Short exercise — Rewrite the lines from the line with "Flag the nike" to the line with "Flag the blonde", substituting "rectangles" for "bounding boxes" and leaving everything else unchanged.
* begin Source records *
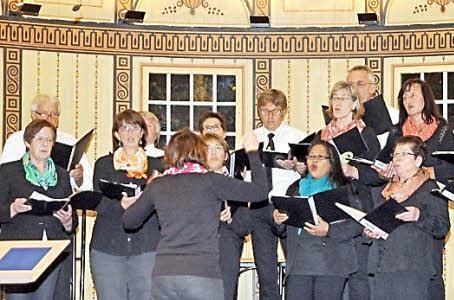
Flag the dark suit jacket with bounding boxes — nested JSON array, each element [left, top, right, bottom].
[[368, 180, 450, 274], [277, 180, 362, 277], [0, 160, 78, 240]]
* end Source records *
* begin Source records *
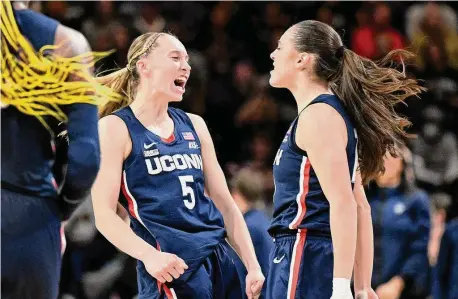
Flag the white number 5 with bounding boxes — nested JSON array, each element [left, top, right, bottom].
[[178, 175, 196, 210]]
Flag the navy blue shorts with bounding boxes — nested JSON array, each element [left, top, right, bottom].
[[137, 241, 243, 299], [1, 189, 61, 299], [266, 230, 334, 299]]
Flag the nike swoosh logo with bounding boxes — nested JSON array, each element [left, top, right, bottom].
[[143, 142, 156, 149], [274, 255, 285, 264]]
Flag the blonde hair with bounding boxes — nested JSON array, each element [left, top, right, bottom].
* end Source records *
Problem solution —
Flag the nike swoosh logo with rectangles — nested JSON array, each element [left, top, right, bottom].
[[143, 142, 156, 149], [274, 255, 285, 264]]
Flag the blonde hair with rectangles — nested JSON array, each element [left, top, right, bottom].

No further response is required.